Referring expression pointing data:
════

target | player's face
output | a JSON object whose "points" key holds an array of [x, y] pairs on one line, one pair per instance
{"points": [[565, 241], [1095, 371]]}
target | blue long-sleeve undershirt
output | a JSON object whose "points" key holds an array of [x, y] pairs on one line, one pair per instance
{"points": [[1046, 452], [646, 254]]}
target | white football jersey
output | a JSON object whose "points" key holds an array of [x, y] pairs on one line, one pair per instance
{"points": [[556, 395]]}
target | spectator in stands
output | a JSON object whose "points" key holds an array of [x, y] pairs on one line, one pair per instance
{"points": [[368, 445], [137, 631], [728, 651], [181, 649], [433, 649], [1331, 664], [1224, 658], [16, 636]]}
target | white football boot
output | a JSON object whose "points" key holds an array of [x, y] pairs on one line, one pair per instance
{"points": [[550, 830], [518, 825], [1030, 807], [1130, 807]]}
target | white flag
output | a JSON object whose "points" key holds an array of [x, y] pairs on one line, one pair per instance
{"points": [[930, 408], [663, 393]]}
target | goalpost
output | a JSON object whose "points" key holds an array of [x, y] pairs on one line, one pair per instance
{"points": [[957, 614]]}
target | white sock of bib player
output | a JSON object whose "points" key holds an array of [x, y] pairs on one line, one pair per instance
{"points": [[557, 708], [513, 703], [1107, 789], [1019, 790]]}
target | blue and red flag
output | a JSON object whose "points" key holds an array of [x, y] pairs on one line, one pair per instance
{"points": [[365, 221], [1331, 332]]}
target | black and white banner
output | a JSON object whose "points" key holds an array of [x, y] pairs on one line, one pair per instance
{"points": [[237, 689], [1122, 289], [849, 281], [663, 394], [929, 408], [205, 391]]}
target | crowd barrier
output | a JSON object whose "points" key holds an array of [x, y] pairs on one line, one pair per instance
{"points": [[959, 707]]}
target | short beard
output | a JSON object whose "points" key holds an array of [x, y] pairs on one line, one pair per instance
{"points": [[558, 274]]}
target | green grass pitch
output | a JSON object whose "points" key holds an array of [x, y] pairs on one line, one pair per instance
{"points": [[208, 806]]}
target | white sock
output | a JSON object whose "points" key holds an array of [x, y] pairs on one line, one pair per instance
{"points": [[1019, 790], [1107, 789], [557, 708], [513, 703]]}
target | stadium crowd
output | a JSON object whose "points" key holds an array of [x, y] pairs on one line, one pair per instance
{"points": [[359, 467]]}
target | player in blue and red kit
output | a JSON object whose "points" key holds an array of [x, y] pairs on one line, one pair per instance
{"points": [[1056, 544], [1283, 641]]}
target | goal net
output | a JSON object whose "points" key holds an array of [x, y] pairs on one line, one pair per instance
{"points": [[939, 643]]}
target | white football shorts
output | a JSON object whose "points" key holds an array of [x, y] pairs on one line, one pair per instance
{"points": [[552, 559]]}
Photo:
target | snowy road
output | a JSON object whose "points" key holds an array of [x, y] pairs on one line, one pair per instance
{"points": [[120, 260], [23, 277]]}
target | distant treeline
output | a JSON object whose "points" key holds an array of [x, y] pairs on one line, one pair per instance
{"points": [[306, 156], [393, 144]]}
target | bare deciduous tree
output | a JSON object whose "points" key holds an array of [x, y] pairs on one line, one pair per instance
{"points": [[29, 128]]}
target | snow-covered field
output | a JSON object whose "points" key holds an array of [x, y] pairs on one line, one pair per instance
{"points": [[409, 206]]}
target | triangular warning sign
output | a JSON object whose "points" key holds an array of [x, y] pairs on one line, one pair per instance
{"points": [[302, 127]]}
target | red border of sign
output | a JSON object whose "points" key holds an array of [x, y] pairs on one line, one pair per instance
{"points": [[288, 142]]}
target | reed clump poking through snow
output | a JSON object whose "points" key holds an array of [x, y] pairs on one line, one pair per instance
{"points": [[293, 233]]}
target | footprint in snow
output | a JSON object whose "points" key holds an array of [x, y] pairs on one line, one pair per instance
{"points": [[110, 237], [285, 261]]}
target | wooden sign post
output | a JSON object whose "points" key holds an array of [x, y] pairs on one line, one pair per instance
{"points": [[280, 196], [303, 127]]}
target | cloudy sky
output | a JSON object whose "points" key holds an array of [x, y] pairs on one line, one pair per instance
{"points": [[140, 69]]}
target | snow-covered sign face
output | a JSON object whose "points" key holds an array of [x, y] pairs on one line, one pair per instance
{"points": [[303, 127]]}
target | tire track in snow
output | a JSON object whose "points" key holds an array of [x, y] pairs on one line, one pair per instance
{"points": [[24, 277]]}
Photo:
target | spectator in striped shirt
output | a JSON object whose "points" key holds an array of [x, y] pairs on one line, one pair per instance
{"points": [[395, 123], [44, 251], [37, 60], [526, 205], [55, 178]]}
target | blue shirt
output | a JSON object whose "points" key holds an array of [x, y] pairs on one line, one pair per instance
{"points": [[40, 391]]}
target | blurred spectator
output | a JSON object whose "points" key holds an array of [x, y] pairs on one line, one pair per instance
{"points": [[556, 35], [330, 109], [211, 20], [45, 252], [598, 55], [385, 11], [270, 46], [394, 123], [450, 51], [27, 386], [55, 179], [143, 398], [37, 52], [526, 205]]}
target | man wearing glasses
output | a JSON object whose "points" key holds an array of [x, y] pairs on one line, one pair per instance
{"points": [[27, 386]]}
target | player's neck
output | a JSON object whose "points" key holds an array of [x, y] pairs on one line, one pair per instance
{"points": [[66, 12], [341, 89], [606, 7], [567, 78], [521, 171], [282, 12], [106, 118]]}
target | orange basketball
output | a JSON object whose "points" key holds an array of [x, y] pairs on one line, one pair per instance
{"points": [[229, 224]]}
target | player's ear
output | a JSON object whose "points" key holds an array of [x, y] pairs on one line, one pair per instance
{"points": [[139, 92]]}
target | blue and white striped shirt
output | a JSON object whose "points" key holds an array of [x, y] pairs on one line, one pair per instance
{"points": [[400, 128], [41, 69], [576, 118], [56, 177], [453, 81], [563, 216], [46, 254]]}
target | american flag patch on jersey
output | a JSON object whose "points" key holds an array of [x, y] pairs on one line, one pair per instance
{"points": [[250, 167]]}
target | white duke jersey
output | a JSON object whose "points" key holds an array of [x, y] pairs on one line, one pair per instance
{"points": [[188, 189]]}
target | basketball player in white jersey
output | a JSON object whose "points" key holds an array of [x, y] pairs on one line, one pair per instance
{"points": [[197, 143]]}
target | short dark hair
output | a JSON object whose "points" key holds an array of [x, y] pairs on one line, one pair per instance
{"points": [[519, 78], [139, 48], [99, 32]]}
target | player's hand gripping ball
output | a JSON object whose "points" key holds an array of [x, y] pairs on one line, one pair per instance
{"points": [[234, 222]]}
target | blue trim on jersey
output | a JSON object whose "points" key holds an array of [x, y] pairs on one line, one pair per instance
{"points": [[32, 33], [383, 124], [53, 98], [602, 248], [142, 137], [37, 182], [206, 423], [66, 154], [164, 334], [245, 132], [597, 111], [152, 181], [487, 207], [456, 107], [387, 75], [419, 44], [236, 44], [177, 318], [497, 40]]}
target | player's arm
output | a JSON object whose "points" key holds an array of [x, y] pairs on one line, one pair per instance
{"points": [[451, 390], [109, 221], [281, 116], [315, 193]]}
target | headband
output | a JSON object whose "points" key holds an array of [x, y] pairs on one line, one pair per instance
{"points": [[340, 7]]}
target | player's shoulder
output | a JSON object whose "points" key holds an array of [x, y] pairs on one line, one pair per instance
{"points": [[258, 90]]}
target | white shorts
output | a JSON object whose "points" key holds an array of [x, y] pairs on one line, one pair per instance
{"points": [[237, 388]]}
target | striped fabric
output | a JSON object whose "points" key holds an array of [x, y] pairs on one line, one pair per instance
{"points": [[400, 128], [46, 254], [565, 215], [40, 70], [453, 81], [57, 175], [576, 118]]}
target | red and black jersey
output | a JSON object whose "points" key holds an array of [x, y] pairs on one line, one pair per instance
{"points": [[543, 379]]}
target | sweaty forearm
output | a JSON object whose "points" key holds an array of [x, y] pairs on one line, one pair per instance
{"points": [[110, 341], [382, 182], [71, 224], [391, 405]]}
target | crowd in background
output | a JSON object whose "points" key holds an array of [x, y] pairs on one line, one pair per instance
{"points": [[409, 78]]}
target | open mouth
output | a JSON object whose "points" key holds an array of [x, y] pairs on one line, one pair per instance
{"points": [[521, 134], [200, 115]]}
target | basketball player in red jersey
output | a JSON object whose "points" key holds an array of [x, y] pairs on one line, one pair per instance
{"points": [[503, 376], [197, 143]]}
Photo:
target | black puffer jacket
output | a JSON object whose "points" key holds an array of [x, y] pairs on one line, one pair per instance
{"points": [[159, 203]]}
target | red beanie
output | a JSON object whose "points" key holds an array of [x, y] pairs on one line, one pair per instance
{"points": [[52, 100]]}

════

The task: Could you transcribe the entries above word for word, from the line with "target | basketball player in red jersey" down to the line with "target | red beanie", keeping both?

Response to this task:
target | basketball player in red jersey
output | a JSON object whose "points" key holds an array of [x, y] pairs on one line, one pair per instance
{"points": [[503, 376], [197, 143]]}
Photo:
target | black puffer jacket
output | a JSON object whose "points" key holds an array of [x, y] pairs on one line, one pair per instance
{"points": [[159, 203]]}
target | red beanie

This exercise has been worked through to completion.